▶ [Tarea a realizar] Cita sin cambiar nada las líneas de los ítems: empieza al principio y termina después de la línea que contiene "[2,110,800,187]", incluida esa línea.

**** Ítems mostrados

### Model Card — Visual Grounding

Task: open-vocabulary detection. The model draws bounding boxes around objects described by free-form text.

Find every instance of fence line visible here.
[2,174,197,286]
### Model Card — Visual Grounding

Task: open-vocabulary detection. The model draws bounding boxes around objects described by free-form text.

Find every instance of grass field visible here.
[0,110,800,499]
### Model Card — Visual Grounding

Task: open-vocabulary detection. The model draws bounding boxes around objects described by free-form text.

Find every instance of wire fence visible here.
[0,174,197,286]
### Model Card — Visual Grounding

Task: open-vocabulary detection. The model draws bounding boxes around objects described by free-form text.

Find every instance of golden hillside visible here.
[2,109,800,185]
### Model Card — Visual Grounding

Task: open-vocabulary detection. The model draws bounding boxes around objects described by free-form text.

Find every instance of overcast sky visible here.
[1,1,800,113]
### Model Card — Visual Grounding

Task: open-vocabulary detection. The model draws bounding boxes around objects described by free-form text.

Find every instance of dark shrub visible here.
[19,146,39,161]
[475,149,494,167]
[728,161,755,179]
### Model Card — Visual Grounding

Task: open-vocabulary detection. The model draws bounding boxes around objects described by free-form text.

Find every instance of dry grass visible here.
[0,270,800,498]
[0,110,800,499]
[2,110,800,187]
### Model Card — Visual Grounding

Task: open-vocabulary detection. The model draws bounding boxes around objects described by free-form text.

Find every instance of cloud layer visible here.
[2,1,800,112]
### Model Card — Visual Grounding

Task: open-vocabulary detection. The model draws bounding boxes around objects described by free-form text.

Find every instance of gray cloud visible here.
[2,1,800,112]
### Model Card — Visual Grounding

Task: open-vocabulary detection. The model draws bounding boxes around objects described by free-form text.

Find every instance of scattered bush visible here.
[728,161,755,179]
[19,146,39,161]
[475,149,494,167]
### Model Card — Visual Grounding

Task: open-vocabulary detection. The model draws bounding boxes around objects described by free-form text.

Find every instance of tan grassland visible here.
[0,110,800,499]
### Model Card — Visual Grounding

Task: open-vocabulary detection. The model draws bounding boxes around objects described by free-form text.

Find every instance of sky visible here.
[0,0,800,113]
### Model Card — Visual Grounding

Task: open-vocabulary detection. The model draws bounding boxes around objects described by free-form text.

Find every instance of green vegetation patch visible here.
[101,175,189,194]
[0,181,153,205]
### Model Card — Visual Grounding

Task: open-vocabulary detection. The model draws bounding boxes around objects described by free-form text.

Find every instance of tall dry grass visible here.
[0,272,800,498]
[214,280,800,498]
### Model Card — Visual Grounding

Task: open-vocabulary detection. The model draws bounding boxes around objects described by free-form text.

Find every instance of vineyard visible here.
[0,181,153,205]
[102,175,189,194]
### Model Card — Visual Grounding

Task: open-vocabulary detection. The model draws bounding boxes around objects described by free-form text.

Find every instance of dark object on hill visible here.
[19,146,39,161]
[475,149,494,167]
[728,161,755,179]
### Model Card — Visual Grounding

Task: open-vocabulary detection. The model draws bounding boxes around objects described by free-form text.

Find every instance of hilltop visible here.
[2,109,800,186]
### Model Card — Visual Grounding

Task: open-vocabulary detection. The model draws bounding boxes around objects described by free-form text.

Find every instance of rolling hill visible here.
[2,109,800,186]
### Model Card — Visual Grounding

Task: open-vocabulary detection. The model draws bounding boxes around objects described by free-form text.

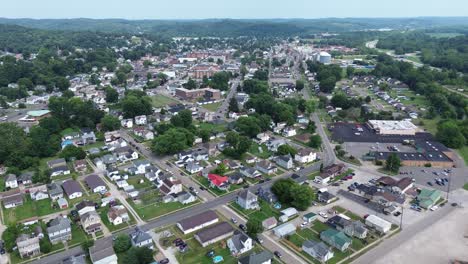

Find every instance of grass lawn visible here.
[176,238,237,264]
[98,206,136,232]
[198,122,227,132]
[3,195,66,224]
[249,142,273,159]
[457,146,468,165]
[311,220,330,235]
[202,102,222,112]
[463,183,468,191]
[151,94,177,108]
[127,199,200,220]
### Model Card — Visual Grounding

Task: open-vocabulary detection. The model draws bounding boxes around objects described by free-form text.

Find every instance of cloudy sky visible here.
[0,0,468,19]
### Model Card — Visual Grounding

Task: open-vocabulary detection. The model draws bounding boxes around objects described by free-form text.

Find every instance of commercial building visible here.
[367,120,419,136]
[175,88,221,101]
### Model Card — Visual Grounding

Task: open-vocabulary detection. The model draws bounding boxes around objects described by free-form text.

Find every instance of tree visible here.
[319,76,336,93]
[385,153,401,173]
[309,135,322,149]
[236,116,262,138]
[246,218,263,238]
[105,86,119,103]
[276,144,297,157]
[59,145,86,161]
[151,128,195,155]
[229,97,239,113]
[296,80,305,91]
[171,109,193,128]
[114,234,132,253]
[101,115,121,132]
[436,120,466,148]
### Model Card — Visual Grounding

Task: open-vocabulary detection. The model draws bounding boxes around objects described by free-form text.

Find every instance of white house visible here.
[5,174,18,189]
[294,148,317,164]
[135,115,147,126]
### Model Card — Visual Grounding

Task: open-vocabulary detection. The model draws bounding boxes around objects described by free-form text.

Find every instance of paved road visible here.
[353,205,456,264]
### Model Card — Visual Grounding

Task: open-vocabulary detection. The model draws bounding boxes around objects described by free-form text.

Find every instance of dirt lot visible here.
[375,190,468,264]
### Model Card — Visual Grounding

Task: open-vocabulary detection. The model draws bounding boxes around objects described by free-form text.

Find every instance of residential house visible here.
[255,160,278,175]
[177,210,219,234]
[239,166,262,178]
[2,189,23,209]
[177,191,197,204]
[18,171,34,185]
[80,211,102,235]
[29,184,49,201]
[75,200,96,215]
[417,189,441,209]
[47,182,63,201]
[74,160,88,172]
[237,250,273,264]
[130,227,154,249]
[114,146,139,162]
[273,223,296,238]
[57,197,68,209]
[257,187,278,204]
[159,178,183,195]
[281,127,297,137]
[317,191,336,204]
[85,174,107,193]
[194,222,234,247]
[294,148,317,164]
[236,190,260,210]
[262,216,278,230]
[16,234,41,258]
[5,174,18,189]
[89,237,118,264]
[107,205,130,225]
[185,161,203,174]
[302,240,334,263]
[135,115,147,126]
[208,174,229,191]
[228,172,244,184]
[320,228,352,252]
[62,180,83,199]
[227,233,253,256]
[47,216,72,245]
[275,154,294,170]
[327,215,368,239]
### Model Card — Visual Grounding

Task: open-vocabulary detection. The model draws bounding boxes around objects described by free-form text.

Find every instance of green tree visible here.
[385,153,401,173]
[59,145,86,161]
[236,116,262,138]
[105,86,119,103]
[308,135,322,149]
[246,218,263,238]
[114,234,132,253]
[276,144,297,157]
[296,80,305,91]
[229,97,239,113]
[101,115,121,131]
[436,120,466,148]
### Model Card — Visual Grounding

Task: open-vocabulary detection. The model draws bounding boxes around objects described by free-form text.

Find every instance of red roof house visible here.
[208,173,229,190]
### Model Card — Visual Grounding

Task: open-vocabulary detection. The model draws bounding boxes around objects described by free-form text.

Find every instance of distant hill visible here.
[0,17,468,37]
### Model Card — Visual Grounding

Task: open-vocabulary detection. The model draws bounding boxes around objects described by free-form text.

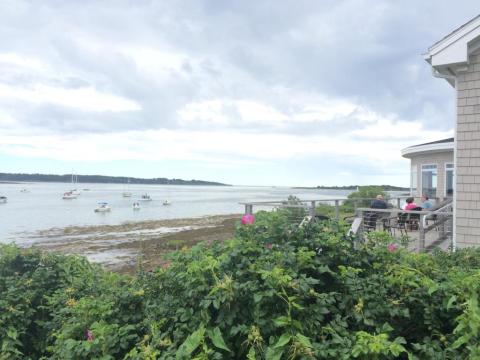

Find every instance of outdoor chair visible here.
[383,213,410,236]
[406,206,423,230]
[363,211,378,232]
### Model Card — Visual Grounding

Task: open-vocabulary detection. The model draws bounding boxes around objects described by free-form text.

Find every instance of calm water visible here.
[0,183,350,242]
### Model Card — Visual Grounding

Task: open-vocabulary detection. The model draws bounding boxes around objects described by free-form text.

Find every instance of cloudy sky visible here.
[0,0,474,186]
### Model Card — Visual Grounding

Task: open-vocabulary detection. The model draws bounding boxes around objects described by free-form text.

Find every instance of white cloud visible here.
[0,53,45,71]
[0,83,141,111]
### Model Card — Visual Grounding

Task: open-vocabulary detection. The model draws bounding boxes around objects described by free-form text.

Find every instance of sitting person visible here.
[403,197,419,210]
[420,195,433,210]
[370,195,388,209]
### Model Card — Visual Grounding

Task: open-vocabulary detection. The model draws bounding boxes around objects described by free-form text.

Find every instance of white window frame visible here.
[410,164,418,196]
[419,163,438,198]
[443,162,455,197]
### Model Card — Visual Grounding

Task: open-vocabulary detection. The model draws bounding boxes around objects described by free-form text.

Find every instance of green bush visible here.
[0,211,480,359]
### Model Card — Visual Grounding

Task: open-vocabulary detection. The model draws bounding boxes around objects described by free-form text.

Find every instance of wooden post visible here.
[418,214,425,252]
[308,201,317,218]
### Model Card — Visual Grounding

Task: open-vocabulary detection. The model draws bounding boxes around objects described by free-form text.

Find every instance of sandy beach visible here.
[25,214,241,273]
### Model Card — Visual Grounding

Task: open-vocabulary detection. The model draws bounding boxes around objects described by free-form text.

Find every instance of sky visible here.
[0,0,474,186]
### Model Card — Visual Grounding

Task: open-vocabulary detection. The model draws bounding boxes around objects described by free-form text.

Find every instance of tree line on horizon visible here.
[0,173,228,186]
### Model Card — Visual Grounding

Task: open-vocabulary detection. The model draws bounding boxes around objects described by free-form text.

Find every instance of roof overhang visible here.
[424,15,480,86]
[402,141,454,159]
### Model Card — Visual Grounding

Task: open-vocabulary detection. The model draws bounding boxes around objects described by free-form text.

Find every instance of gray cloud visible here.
[0,0,478,134]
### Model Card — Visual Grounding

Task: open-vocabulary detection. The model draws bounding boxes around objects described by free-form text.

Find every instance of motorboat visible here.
[62,191,77,200]
[138,194,152,201]
[122,179,132,197]
[95,201,112,212]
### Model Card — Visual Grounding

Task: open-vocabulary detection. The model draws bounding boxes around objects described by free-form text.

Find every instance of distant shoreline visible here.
[0,173,231,186]
[292,185,410,191]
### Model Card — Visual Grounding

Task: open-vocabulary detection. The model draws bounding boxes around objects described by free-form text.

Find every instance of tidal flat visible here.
[22,214,241,273]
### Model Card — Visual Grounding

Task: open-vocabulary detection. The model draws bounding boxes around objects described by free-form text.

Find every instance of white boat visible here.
[122,179,132,197]
[70,171,80,196]
[138,194,152,201]
[62,191,77,200]
[95,201,112,212]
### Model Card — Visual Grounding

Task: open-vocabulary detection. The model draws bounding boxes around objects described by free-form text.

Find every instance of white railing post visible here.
[308,201,316,218]
[418,214,425,252]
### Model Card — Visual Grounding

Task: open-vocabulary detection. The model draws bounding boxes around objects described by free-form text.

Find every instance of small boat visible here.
[62,191,77,200]
[95,201,112,212]
[138,194,152,201]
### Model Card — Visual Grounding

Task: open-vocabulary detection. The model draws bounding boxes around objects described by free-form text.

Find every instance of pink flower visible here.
[242,214,255,225]
[387,244,397,252]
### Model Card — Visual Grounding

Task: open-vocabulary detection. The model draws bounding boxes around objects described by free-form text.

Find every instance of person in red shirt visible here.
[403,197,419,210]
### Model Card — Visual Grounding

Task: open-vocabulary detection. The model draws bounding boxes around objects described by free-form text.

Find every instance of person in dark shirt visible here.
[370,195,388,209]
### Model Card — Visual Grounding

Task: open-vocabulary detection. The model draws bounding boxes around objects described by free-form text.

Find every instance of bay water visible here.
[0,183,351,245]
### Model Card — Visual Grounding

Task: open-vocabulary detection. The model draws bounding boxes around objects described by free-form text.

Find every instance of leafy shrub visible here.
[0,212,480,359]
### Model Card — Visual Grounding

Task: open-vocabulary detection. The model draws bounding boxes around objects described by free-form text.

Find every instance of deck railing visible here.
[240,196,454,252]
[240,195,438,220]
[356,204,453,252]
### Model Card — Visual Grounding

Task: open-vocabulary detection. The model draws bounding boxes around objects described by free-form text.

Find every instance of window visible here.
[410,165,417,196]
[422,165,437,197]
[445,164,454,197]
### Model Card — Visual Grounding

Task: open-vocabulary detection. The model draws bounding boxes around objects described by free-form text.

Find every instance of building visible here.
[424,16,480,247]
[402,138,454,201]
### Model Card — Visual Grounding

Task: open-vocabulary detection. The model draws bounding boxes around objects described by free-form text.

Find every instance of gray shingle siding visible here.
[455,54,480,247]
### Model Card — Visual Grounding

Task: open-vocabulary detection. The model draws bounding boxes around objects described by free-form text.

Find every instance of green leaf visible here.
[295,334,313,348]
[176,325,205,359]
[273,333,292,349]
[208,327,231,352]
[247,346,257,360]
[273,316,291,327]
[265,347,283,360]
[447,295,457,310]
[7,327,18,340]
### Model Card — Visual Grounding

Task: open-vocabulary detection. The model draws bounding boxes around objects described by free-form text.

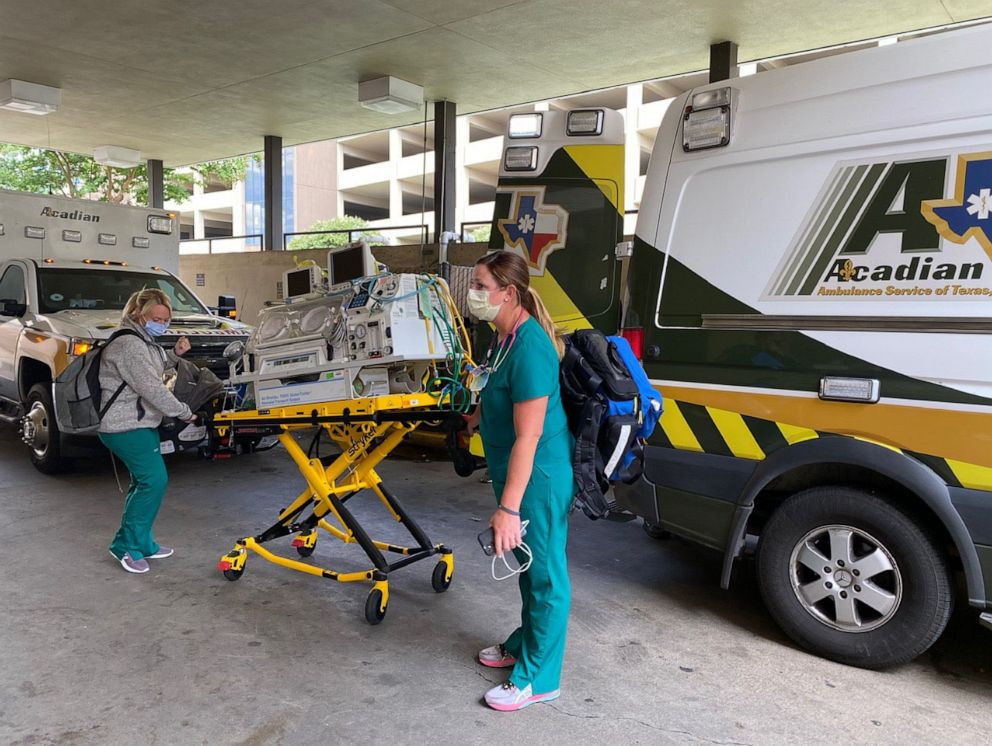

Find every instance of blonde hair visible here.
[121,288,172,323]
[476,251,565,360]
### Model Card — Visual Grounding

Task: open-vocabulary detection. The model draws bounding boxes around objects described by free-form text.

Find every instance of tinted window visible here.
[0,266,27,303]
[38,267,207,313]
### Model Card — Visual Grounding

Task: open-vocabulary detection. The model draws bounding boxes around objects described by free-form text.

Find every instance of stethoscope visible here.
[468,306,524,393]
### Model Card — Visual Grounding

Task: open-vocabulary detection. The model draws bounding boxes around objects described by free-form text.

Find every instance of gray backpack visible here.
[52,329,141,435]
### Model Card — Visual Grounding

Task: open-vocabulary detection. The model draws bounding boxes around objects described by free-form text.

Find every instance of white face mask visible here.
[490,521,534,580]
[466,288,503,321]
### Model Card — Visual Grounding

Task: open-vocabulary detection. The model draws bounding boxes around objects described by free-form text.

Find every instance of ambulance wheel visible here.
[21,383,66,474]
[641,519,672,539]
[758,486,954,669]
[365,588,386,625]
[431,562,453,593]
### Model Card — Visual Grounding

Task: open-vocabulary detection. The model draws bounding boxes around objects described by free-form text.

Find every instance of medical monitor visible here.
[327,241,378,290]
[282,267,324,298]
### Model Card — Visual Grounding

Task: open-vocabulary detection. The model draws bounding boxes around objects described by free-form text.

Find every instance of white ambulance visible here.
[490,26,992,667]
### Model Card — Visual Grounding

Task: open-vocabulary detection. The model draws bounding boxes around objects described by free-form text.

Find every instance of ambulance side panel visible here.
[618,28,992,603]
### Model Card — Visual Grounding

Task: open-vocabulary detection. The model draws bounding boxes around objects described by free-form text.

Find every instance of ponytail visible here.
[520,285,565,360]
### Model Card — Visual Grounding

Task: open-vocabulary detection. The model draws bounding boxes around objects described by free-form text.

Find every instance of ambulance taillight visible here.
[620,326,644,360]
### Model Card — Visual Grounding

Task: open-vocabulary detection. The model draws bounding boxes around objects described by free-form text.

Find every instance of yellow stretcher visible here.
[213,394,459,624]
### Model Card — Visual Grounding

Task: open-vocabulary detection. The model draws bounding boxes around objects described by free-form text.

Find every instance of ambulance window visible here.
[0,267,27,303]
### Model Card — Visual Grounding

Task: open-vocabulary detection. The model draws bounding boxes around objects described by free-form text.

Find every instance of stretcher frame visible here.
[213,393,460,624]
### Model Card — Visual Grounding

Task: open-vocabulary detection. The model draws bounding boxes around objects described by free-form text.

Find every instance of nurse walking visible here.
[468,251,574,712]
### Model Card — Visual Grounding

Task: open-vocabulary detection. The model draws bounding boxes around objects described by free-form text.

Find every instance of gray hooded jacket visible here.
[100,319,193,433]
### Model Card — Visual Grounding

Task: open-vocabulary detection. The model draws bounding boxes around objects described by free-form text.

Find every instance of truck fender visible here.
[720,437,986,605]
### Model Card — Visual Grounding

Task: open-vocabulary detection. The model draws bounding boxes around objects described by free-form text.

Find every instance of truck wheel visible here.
[758,487,954,668]
[22,383,65,474]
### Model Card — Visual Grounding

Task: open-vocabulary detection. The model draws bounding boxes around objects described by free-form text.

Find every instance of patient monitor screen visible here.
[329,246,369,285]
[286,269,311,297]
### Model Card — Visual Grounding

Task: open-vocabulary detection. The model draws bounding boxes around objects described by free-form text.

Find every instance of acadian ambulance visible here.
[766,152,992,300]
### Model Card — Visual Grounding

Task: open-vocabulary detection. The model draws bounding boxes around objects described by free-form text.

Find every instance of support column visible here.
[262,135,283,251]
[710,41,737,83]
[147,160,165,210]
[434,101,457,243]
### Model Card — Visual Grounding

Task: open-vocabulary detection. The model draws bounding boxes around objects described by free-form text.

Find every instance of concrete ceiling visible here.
[0,0,992,166]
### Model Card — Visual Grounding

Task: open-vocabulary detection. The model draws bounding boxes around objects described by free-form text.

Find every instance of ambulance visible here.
[490,26,992,668]
[0,190,250,473]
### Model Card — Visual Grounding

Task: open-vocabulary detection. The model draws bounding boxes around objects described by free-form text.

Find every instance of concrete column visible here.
[389,129,403,225]
[710,41,737,83]
[452,117,469,240]
[434,101,457,241]
[263,135,283,251]
[623,83,644,215]
[147,160,165,210]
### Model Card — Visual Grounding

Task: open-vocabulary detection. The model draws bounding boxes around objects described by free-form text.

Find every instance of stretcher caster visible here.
[431,560,451,593]
[217,549,248,581]
[365,588,386,625]
[293,531,317,557]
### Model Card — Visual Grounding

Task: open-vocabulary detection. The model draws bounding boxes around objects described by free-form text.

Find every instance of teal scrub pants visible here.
[493,464,572,694]
[100,428,169,560]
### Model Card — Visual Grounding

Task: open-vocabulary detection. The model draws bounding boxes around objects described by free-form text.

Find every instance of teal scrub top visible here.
[479,317,572,491]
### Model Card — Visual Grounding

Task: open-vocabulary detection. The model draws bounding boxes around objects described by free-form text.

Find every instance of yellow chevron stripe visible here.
[706,407,765,461]
[660,399,703,453]
[565,145,624,215]
[944,458,992,491]
[848,435,903,453]
[530,272,592,332]
[775,422,820,445]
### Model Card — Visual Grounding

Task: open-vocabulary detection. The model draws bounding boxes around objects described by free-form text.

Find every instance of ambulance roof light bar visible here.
[565,109,603,137]
[506,113,544,140]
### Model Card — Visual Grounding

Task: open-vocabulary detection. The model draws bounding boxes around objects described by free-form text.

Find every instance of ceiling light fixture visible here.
[0,78,62,115]
[93,145,141,168]
[358,75,424,114]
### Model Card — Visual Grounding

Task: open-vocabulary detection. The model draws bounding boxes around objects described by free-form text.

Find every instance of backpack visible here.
[52,329,140,435]
[560,329,662,520]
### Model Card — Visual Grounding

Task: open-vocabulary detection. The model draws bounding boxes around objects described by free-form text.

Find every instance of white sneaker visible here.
[486,681,561,712]
[479,644,517,668]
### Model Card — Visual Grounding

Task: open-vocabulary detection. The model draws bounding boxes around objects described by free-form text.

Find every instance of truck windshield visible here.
[38,267,209,313]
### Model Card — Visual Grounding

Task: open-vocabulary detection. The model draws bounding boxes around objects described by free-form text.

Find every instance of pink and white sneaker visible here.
[479,644,517,668]
[486,681,561,712]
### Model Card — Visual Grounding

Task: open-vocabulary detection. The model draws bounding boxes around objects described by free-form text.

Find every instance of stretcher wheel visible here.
[365,588,386,624]
[431,562,451,593]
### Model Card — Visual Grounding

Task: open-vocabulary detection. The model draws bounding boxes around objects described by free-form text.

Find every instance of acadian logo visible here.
[41,207,100,223]
[765,152,992,298]
[496,187,568,275]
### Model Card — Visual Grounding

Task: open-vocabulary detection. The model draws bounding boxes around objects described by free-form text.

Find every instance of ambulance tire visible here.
[25,383,67,474]
[757,486,954,669]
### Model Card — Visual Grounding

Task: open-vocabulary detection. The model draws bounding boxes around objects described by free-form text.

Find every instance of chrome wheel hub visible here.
[789,525,903,632]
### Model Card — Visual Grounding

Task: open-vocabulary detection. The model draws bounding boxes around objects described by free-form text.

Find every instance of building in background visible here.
[172,30,939,253]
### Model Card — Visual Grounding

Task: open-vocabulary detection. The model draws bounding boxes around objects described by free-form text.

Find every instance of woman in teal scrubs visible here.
[468,251,574,712]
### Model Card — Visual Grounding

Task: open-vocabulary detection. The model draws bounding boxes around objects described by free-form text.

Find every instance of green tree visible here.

********

▶ [Respuesta del ejercicio]
### Model Card — Visual Grounding

Task: open-vocabulary detection. The model draws bounding boxes around objects described by free-form text.

Find every instance of fence line visible here.
[2,174,197,286]
### Model Card — Visual Grounding

Task: open-vocabulary detection. The model draws bounding boxes around objects described by free-form text.

Find every instance of grass field visible here.
[0,110,800,499]
### Model Card — Visual Grounding

Task: open-vocabulary detection. The model draws bounding boxes around objects described by free-form text.

Find every instance of wire fence visible here.
[0,174,197,286]
### Model Card — Visual Grounding

Task: open-vocabulary detection. The model draws bounding boxes around objects described by free-form text.

Find every instance of golden hillside visible here.
[2,109,800,185]
### Model Card — Visual Grounding

Task: open-vocabulary detection. The model draws bounding boxes around objects described by free-form text.

Find every instance of overcast sky visible here.
[1,1,800,113]
### Model Card — Visual Grounding

Task: open-vocabulary detection. The model draws bounding boxes around objects described by free-form text.

Find every instance of dark shrub visible here.
[19,146,39,161]
[475,149,494,167]
[728,161,755,179]
### Model Card — Visual Grounding

Task: open-vocabulary detection. The model draws bounding boxes around objects described by free-form text.

Find every instance of dry grass visible here.
[0,270,800,498]
[0,110,800,499]
[2,110,800,187]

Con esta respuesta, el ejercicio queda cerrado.